*TÂCHE DEMANDÉE A*
D'après le texte sur le commerce des armes, où et à quelles dates se tient la conférence internationale ?
===== TEXTE DE LA PAGE =====
Keystone/AP Photo/Wally Santana

La facilité avec laquelle il est possible de se procurer des armes et des munitions dans le monde a des conséquences dramatiques. Un traité pourrait bientôt mettre un frein au libre commerce de ces instruments de mort. La Suisse fait figure de catalyseur dans ce domaine.

Du 2 au 27 juillet se tient à New York une conférence internationale sur le commerce des armes. Comme d’autres Etats, la Suisse veut s’engager pour la signature d’un traité qui soit le plus strict possible. Tous les Etats membres de l’ONU seront présents à cette conférence, y compris les principaux producteurs, exportateurs et importateurs d’armes et munitions conventionnelles.

L’objectif est de mettre sur pied une réglementation contraignante du commerce international des armes et un contrôle aussi strict que possible des exportations et autres activités transfrontalières. L’accord doit ainsi permettre de parvenir à un commerce plus responsable, de réduire les souffrances humaines et, c’est le grand espoir de la conférence, de mettre un terme au trafic illégal des armes.

Les positions des Etats-Unis, de la Russie et de la Chine, qui ont tous trois émis certaines réserves, revêtiront une grande importance pour l’issue de la conférence. Dans les cercles diplomatiques et au sein des organisations non-gouvernementales, on espère parvenir à un accord consistant, même si au final tous les pays n’adhéreront peut-être pas au traité.

Cela ne poserait certainement pas un problème insurmontable, comme l’a démontré la Convention sur l’interdiction des mines anti-personnel. Bien que tous les pays producteurs n’aient pas adhéré à la convention dite d’Ottawa, la production et l’utilisation des mines anti-personnel a été réduite de façon considérable depuis l’adoption du traité.

Pas de règles applicables partout

Alors que le commerce du bois exotique, des os de dinosaures ou des bananes est soumis à des règles internationales, il n’existe pas encore de réglementation contraignante sur le commerce international des armes conventionnelles. «Lorsqu’ils apprennent cela, beaucoup de gens sont choqués», souligne Jeff Abramson, directeur de la campagne Control Arms.
===== DONNÉES FOURNIES =====
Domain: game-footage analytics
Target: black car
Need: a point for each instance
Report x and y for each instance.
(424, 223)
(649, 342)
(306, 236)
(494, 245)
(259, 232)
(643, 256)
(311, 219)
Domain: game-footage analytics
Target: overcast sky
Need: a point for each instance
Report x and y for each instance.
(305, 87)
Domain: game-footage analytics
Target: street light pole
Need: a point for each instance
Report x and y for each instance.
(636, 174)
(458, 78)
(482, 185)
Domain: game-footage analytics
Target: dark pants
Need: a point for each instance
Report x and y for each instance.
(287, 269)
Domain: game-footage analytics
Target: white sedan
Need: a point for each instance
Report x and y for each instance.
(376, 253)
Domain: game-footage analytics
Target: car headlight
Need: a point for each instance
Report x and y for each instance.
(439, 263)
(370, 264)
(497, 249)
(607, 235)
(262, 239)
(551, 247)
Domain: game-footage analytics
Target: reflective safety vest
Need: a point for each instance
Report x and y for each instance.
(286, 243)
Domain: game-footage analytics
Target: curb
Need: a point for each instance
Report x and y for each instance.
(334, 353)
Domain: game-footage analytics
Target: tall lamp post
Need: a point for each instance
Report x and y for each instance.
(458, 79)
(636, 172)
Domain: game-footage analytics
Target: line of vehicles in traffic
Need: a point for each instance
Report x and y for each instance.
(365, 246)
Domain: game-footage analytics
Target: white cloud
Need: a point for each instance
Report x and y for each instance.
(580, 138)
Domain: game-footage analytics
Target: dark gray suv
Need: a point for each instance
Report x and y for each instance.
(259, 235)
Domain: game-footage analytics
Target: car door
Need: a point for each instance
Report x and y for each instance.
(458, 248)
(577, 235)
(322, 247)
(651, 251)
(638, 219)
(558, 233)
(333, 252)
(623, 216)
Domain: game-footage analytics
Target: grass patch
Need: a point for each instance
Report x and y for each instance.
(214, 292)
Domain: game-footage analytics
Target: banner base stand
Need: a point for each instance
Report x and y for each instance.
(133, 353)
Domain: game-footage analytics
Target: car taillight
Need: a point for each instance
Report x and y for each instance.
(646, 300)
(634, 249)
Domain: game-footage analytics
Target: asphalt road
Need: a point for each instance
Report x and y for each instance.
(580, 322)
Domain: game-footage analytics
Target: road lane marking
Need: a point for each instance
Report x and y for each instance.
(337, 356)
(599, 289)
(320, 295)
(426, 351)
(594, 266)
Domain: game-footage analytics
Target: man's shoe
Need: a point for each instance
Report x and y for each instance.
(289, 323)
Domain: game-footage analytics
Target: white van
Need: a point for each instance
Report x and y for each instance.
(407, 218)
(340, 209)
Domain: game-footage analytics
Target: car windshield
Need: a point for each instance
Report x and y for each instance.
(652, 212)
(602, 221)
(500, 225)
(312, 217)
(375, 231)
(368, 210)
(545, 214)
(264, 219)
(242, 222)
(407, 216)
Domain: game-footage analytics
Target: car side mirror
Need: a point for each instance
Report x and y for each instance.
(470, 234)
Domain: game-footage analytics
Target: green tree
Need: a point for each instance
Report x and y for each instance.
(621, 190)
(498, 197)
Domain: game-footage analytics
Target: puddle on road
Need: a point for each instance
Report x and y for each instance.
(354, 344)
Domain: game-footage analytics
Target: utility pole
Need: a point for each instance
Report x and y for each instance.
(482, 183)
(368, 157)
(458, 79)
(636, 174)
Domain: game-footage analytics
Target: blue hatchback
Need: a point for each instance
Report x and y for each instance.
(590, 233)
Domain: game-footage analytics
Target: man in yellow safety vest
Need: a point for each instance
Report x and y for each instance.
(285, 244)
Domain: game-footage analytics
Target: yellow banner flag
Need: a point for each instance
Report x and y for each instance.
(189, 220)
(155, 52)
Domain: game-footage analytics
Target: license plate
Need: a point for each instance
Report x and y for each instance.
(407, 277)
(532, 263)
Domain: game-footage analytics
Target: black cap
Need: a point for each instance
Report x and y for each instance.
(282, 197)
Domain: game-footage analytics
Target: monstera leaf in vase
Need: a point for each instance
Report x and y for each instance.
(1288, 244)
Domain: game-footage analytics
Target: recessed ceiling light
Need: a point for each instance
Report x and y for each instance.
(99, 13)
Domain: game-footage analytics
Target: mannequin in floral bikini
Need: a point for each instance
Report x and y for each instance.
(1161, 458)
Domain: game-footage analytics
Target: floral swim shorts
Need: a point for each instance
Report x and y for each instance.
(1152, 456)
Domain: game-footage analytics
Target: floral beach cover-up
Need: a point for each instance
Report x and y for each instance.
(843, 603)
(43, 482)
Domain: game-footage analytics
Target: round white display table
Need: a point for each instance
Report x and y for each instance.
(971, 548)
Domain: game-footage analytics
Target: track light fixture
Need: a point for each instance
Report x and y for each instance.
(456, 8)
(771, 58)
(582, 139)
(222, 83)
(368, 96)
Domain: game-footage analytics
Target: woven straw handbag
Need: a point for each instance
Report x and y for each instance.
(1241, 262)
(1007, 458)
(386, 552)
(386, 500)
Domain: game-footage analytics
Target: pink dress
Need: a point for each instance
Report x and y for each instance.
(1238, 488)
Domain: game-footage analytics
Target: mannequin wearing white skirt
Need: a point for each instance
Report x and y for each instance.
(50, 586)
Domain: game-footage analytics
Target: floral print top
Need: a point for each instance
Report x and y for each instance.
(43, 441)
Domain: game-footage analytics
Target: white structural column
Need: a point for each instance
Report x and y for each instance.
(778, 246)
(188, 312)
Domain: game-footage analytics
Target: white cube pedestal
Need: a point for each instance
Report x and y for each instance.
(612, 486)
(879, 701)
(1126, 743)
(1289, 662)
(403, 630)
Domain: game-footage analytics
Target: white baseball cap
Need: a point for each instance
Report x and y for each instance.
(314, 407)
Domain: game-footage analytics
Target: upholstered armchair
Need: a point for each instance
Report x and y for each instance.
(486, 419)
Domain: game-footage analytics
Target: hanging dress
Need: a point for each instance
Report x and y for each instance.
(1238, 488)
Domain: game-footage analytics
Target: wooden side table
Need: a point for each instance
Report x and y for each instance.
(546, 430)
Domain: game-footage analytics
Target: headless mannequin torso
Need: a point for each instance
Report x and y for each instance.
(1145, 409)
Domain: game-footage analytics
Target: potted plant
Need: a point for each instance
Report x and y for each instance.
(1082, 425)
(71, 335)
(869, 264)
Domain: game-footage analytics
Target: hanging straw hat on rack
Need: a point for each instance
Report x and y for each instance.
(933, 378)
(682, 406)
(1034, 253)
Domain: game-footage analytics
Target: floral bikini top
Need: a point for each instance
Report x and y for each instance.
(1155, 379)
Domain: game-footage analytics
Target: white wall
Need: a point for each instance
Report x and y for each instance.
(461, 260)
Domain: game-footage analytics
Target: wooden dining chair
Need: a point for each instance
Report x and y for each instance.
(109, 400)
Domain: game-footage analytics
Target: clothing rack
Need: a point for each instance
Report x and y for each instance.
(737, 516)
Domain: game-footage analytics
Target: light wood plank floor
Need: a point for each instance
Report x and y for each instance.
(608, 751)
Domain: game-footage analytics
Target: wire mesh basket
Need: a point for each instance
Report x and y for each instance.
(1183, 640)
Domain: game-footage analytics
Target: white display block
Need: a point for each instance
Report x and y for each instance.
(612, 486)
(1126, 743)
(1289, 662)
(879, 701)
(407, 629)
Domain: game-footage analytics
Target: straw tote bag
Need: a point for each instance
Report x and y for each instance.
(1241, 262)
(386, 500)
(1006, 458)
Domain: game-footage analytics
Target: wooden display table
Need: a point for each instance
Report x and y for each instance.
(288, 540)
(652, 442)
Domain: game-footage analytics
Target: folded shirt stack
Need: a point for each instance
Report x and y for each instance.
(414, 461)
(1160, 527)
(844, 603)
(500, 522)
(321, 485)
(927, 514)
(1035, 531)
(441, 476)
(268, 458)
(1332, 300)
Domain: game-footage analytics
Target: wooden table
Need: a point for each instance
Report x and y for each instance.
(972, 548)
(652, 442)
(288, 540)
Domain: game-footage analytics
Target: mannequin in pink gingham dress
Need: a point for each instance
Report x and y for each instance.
=====
*TÂCHE DEMANDÉE B*
Relevez chaque ligne des enregistrements qui contient la chaîne "side", en tenant compte des majuscules et des minuscules.

*BONNE RÉPONSE A*
À New York, du 2 au 27 juillet.

*BONNE RÉPONSE B*
Target: car side mirror
Target: wooden side table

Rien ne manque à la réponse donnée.